### Source excerpt

==============================

I belong to a CEO growth group in Charlotte NC, where I live. Our members are alumni of Goldman Sachs 10,000 Small Businesses program. We meet monthly to share and learn from one anothers’ experiences and knowledge.
At the last meeting, I was asked by one of my peers:
“What is Mariner’s specialization?”
I replied: “Internet of things (IoT) for midmarket discrete and process manufacturers nationally.”
He replied: “But IoT is such a broad term, what do you do specifically?”
Of course, he was right. IoT is a broad term, so I thought a blog post articulating Mariner’s perspective on IoT as it applies to our market is a good use of blogspace.
At the most fundamental level, there are two IoT application scenarios for Manufacturers: saving money with IoT and making money with IoT. Let’s explore them more closely.
Save Money with IoT
The Connected Factory Scenario
Cost savings is a worthy goal, though I’m often reminded of a quote from a mentor of mine. “No one every cost controlled their way to glory.” How true, but there’s a reason for all the hype around IoT: there is so much money to be saved in a factory that someone may very well cost control their way to glory! When a piece of industrial equipment costs millions of dollars, a few hours of unplanned downtime represents and enormous amount of money sucked away from the bottom line. This is the reason why we have seen a number of companies discussing their Connected Factory IoT plans with us. It also represents the best first use case for applying IoT to save money: Remote Monitoring.

==============================

### Provided records
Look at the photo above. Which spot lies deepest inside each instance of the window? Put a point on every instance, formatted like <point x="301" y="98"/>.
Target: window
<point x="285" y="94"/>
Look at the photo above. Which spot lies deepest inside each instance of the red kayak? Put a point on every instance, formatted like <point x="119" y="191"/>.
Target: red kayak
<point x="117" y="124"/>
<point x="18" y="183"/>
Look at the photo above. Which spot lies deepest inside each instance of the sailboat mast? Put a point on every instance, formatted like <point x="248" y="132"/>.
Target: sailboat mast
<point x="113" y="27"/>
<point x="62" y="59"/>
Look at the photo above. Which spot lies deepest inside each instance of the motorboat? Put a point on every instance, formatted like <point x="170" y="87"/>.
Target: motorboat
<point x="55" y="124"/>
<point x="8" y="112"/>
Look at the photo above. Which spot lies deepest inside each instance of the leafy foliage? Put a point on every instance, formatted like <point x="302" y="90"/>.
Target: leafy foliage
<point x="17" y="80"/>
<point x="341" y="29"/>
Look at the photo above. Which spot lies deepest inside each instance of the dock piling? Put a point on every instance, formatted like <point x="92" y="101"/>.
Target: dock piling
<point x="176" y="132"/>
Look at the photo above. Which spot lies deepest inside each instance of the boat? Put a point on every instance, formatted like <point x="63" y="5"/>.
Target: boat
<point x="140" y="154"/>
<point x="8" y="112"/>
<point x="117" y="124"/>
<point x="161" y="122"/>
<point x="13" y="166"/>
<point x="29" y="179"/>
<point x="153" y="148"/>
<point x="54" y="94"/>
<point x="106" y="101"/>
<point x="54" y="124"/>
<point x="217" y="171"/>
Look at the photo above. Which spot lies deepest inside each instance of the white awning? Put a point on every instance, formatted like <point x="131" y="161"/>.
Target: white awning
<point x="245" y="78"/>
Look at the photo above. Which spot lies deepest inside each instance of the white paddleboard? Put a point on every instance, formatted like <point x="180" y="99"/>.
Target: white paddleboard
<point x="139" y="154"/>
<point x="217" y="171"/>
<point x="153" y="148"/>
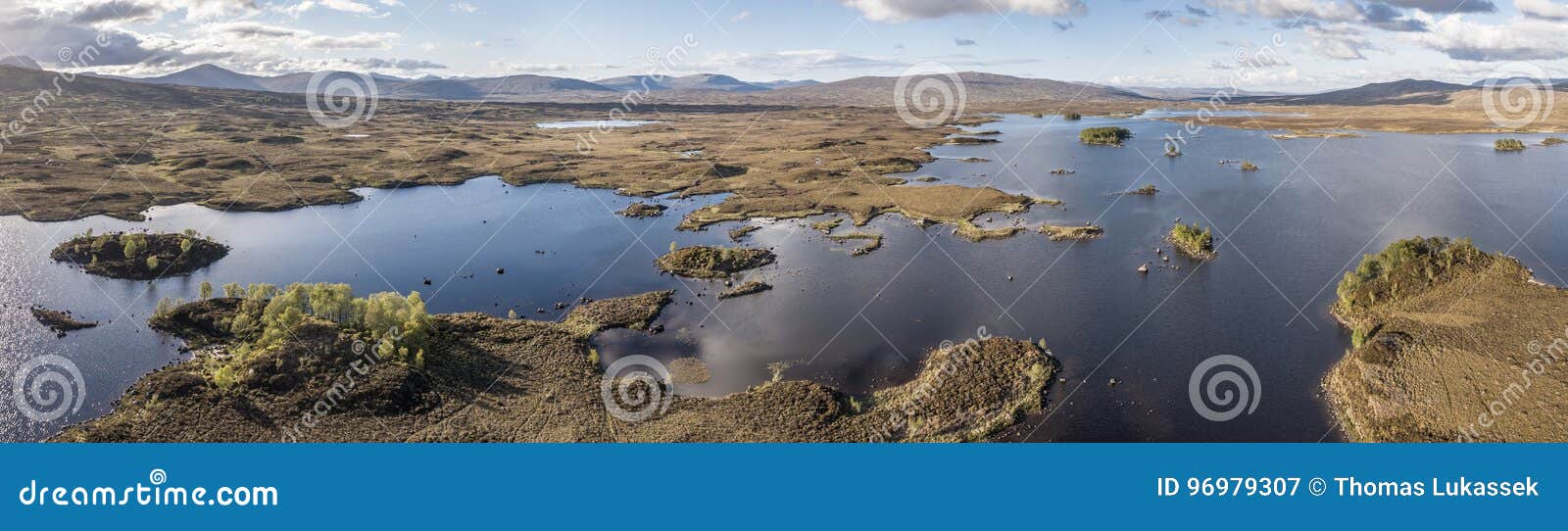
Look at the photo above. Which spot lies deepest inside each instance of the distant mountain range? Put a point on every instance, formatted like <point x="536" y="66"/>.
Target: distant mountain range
<point x="723" y="89"/>
<point x="1392" y="93"/>
<point x="1194" y="93"/>
<point x="21" y="62"/>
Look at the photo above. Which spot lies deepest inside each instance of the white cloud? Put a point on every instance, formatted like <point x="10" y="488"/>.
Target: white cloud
<point x="1517" y="39"/>
<point x="1542" y="10"/>
<point x="909" y="10"/>
<point x="300" y="38"/>
<point x="334" y="5"/>
<point x="792" y="60"/>
<point x="1340" y="41"/>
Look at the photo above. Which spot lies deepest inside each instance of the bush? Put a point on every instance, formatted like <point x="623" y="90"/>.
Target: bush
<point x="1405" y="268"/>
<point x="1104" y="135"/>
<point x="1194" y="238"/>
<point x="399" y="326"/>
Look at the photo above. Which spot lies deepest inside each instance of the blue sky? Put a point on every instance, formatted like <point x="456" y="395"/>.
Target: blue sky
<point x="1308" y="44"/>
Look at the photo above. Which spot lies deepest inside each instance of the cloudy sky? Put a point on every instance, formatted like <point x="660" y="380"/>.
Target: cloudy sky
<point x="1308" y="44"/>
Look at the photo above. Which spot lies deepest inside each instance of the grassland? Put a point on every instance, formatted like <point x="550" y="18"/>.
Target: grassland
<point x="1450" y="343"/>
<point x="125" y="146"/>
<point x="140" y="256"/>
<point x="488" y="379"/>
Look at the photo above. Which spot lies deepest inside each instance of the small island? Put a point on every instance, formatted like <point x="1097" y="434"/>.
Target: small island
<point x="60" y="321"/>
<point x="1145" y="190"/>
<point x="1449" y="343"/>
<point x="745" y="288"/>
<point x="706" y="262"/>
<point x="271" y="368"/>
<point x="872" y="242"/>
<point x="1104" y="135"/>
<point x="643" y="211"/>
<point x="137" y="256"/>
<point x="1192" y="240"/>
<point x="1078" y="234"/>
<point x="1509" y="144"/>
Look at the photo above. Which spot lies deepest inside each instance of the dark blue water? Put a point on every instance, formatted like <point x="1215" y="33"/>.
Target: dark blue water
<point x="1285" y="237"/>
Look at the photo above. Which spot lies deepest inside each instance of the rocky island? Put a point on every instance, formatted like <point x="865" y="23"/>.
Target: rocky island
<point x="137" y="256"/>
<point x="271" y="371"/>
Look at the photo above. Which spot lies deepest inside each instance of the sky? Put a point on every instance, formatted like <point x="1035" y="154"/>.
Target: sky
<point x="1254" y="44"/>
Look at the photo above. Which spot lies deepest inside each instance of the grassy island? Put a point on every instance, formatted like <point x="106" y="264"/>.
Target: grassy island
<point x="1145" y="190"/>
<point x="745" y="288"/>
<point x="1104" y="135"/>
<point x="1449" y="345"/>
<point x="60" y="321"/>
<point x="1076" y="232"/>
<point x="314" y="384"/>
<point x="1509" y="144"/>
<point x="872" y="242"/>
<point x="706" y="262"/>
<point x="137" y="256"/>
<point x="643" y="211"/>
<point x="1192" y="240"/>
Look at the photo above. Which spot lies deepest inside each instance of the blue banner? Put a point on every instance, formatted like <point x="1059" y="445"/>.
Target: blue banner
<point x="780" y="486"/>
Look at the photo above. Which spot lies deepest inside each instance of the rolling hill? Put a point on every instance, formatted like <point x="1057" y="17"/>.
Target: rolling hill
<point x="1392" y="93"/>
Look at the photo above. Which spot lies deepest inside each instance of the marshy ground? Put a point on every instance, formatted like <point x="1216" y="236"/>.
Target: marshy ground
<point x="490" y="379"/>
<point x="1452" y="345"/>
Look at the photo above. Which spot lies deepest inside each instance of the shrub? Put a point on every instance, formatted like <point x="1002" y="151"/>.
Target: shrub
<point x="1405" y="268"/>
<point x="1104" y="135"/>
<point x="1194" y="238"/>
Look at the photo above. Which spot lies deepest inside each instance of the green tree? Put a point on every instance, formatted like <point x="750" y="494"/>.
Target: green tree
<point x="132" y="245"/>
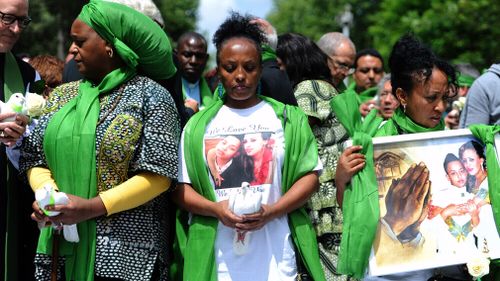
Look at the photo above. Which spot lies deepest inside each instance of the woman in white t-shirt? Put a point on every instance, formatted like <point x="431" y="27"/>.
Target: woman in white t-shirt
<point x="250" y="230"/>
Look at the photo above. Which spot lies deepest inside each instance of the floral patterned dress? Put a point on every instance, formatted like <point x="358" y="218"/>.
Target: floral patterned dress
<point x="313" y="97"/>
<point x="138" y="130"/>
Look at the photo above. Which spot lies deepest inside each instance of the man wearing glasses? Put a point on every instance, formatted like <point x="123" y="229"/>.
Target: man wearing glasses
<point x="341" y="52"/>
<point x="368" y="71"/>
<point x="15" y="200"/>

==============================

### Tasks to carry out
[1] Answer from the post on IoT for manufacturers:
(a) In what city is the CEO growth group located?
(b) What are the two IoT application scenarios for manufacturers?
(c) What use case does the post call the best first one for applying IoT to save money?
[2] Report every line of the listing that contains the string "motorboat". Case counts.
The IoT text and the listing have no connection to each other.

### Completed exercise
[1]
(a) Charlotte, NC
(b) Saving money with IoT and making money with IoT
(c) Remote Monitoring

[2]
Look at the photo above. Which spot lies deepest inside each instance of the motorboat? Put a point on every instance, formatted like <point x="170" y="87"/>.
Target: motorboat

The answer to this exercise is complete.